■ To do ■
Return the records exactly as they are.

■ Dataset content ■
-------------------------

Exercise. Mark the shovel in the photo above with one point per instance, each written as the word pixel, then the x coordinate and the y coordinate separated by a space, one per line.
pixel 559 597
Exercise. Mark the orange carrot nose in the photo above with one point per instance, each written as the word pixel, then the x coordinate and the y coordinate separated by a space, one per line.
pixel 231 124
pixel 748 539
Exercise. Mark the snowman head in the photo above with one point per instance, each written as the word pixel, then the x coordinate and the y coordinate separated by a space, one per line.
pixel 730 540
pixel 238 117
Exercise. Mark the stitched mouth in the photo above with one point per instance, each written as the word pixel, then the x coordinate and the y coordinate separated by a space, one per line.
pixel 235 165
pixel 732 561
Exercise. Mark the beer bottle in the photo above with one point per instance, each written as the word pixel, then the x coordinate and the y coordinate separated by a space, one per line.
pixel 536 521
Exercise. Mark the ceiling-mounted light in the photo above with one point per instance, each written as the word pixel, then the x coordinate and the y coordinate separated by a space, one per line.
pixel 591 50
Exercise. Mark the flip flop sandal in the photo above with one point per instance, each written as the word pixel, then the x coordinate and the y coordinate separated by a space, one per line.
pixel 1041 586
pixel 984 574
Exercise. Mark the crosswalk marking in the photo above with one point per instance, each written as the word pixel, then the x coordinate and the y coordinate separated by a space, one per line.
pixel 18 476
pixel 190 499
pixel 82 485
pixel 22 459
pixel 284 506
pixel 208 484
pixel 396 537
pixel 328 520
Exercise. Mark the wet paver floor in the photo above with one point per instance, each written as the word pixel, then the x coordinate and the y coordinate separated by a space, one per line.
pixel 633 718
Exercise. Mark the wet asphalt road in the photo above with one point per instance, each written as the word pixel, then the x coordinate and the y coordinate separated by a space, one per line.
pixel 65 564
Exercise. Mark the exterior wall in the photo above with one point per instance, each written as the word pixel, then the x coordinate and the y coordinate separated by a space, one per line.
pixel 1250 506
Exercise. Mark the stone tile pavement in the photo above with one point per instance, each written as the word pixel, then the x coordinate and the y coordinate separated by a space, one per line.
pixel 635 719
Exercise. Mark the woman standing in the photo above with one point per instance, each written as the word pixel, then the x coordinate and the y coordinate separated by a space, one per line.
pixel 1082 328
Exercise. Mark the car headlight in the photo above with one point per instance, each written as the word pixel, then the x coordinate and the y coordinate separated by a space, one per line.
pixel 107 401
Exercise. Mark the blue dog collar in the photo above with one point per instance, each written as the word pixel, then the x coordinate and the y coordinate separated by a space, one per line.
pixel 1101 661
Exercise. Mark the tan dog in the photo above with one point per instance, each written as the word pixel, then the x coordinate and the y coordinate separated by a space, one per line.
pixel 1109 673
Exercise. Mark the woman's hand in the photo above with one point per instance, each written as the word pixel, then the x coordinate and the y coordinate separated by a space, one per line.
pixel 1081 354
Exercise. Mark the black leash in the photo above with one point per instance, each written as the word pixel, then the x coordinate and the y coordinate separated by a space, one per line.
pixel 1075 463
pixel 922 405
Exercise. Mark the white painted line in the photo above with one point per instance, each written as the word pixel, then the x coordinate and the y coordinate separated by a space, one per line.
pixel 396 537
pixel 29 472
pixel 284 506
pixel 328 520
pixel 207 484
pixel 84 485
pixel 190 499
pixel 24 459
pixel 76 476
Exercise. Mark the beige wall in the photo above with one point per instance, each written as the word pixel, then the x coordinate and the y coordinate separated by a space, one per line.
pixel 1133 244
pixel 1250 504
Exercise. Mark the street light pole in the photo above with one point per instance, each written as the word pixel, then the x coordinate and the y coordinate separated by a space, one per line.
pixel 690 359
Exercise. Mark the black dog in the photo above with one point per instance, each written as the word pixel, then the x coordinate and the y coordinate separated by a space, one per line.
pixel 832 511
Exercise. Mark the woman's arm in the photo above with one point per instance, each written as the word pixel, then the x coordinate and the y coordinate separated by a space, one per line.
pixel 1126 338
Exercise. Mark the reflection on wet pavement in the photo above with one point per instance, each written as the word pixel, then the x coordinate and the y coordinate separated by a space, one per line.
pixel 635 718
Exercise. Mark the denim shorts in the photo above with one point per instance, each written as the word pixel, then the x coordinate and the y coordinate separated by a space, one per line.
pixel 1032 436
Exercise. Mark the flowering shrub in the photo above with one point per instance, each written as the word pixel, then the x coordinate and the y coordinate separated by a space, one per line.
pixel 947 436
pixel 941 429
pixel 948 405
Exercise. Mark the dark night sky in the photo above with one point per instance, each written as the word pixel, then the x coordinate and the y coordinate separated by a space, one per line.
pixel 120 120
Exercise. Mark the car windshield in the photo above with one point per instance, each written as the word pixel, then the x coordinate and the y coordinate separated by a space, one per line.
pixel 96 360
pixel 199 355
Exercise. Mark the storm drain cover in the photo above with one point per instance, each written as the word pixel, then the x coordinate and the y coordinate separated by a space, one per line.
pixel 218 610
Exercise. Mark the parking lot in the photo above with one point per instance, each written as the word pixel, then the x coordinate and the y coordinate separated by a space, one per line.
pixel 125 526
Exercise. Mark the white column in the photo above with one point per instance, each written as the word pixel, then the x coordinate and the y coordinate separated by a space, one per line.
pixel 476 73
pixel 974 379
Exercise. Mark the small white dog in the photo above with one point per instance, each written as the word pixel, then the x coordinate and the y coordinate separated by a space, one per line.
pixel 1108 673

-------------------------

■ Solution ■
Exercise. Mark the shovel in the photo above with one point per instance, each written as the word pixel, then the x coordinate and the y coordinate separated by a space, one per line.
pixel 559 597
Exercise. Mark the orange carrot nose in the photo above with one point per instance, each written as the word pixel, then the x coordinate and the y coordinate separated by a space, one per line.
pixel 231 124
pixel 748 539
Exercise. Mark the snowman head in the photo above with one point per instance, each written as the word pixel, then the x coordinate and the y coordinate separated by a space, one per line.
pixel 730 540
pixel 238 117
Exercise. Mark the stitched mouth in the photo above with one point per instance, each written as the word pixel, then the x coordinate and the y coordinate separated by a space, one per line.
pixel 235 165
pixel 732 561
Exercise. Mark the beer bottle in the photo above with one point per instance, each written as the word pixel, then the x coordinate and the y coordinate separated by a space, one per line.
pixel 536 521
Exercise. Mark the ceiling-mounted light in the photo above with one point per instance, each written as the word pixel, then the x coordinate and the y coordinate separated by a space, one per line.
pixel 591 50
Exercise. Mark the flip flop sandal in the photo above with one point per instance, each written as the word pixel, then the x coordinate and the y coordinate separated by a space, one per line.
pixel 1041 586
pixel 984 574
Exercise. Mark the crosswalk marking in the photo above with one point per instance, each written as the word pixel, then the x coordinate and the y coordinate separated by a space, one per line.
pixel 18 476
pixel 190 499
pixel 82 485
pixel 22 459
pixel 284 506
pixel 208 484
pixel 396 537
pixel 328 520
Exercise. Mark the wet paver floor in the photo above with one point per instance, each written as the word pixel, then the x coordinate and the y coordinate separated by a space, one per line.
pixel 633 718
Exercise. Mark the wet asphalt road in the photo above with one point per instance, each written as the word pixel, then the x coordinate and the y coordinate separated by a space, one per line.
pixel 65 564
Exercise. Mark the exterior wall in the photo above with one point per instance, each written as the word pixel, then the x coordinate and the y coordinate separated by a space, one per line.
pixel 1250 506
Exercise. Mark the stone tile pavement in the photo above with one point per instance, each written as the word pixel, then the x coordinate and the y coordinate separated by a space, one per line.
pixel 635 719
Exercise. Mark the woman standing in the photo above with one point per instance, each written as the word pixel, then the x coordinate and the y coordinate separated by a space, one per line.
pixel 1082 328
Exercise. Mark the car headlight in the photo above with one point per instance, each written as the word pixel, then the x coordinate and the y coordinate separated by a space, one per line.
pixel 107 401
Exercise. Mark the blue dog collar in the photo above with one point per instance, each written as the word pixel, then the x coordinate and the y coordinate separated by a space, one per line.
pixel 1101 661
Exercise. Mark the tan dog in the photo above with one point per instance, each written as the word pixel, then the x coordinate and the y coordinate separated by a space, one per line.
pixel 1109 673
Exercise. Mark the woman's hand in the photo above with one point per instance, each written as the word pixel, then the x coordinate and the y coordinate separated by a space, one per line.
pixel 1081 354
Exercise. Mark the black leash in the photo above with one point per instance, each written as the word pixel, then the x coordinate and the y coordinate separated by a space, one per line.
pixel 1075 463
pixel 922 405
Exercise. Mark the white painted line in the photo above with one point per instance, each written as the word pixel, then the x coordinate and the y coordinate separated by a space, one per line.
pixel 396 537
pixel 29 472
pixel 284 506
pixel 328 520
pixel 207 484
pixel 84 485
pixel 190 499
pixel 24 459
pixel 76 476
Exercise. Mark the beige wall in the photo above with one point per instance, each written as the word pixel, then the x coordinate and the y coordinate separated by a space, one per line.
pixel 1133 244
pixel 1250 504
Exercise. Mark the street light pole in the photo above with one point per instance, each written as the word pixel, then the x coordinate and the y coordinate separated by a space, one per line.
pixel 690 359
Exercise. Mark the black dog in the photo above with one point per instance, each written as the word pixel, then the x coordinate and the y coordinate separated by a space, one per line.
pixel 832 511
Exercise. Mark the woman's arm in the photo above with one point per instance, each written as the word pixel, then the x coordinate and the y coordinate separated by a space, one per line.
pixel 1126 338
Exercise. Mark the reflection on wet pavement in the photo above with one point per instance, each written as the word pixel, then the x coordinate and the y coordinate separated by a space, one per line.
pixel 635 718
Exercise. Mark the denim shorts in the photo above with one point per instance, each written as the word pixel, then the x coordinate and the y coordinate separated by a space, one per line.
pixel 1032 436
Exercise. Mark the flowering shrub in the photo above with one point per instance, each written as the word pixel, then the x coordinate and the y coordinate separated by a space, one per line.
pixel 947 436
pixel 941 429
pixel 948 405
Exercise. Mark the dark night sky in the photo above with one point per instance, each written as the word pixel, then the x coordinate and the y coordinate separated by a space, one per line.
pixel 120 120
Exercise. Mark the car windshield in the photo above with one point per instance, each written as the word pixel, then the x coordinate and the y coordinate separated by a space, one per line.
pixel 96 360
pixel 199 355
Exercise. Mark the storm drain cover in the photo above with one point per instance, each written as the word pixel, then the x coordinate and the y coordinate separated by a space, one per line.
pixel 218 610
Exercise. Mark the parking lot in the photo above with one point per instance, each written as the word pixel, then the x coordinate and the y coordinate separated by a space, one per line.
pixel 125 526
Exercise. Mark the white column in the photo above with one point per instance, each written as the word pixel, then the x coordinate and the y coordinate separated by a space, one per line.
pixel 476 73
pixel 974 379
Exercise. Mark the small white dog in the photo above with one point per instance, each written as the word pixel, then the x coordinate and the y coordinate separated by a space, one per line.
pixel 1108 673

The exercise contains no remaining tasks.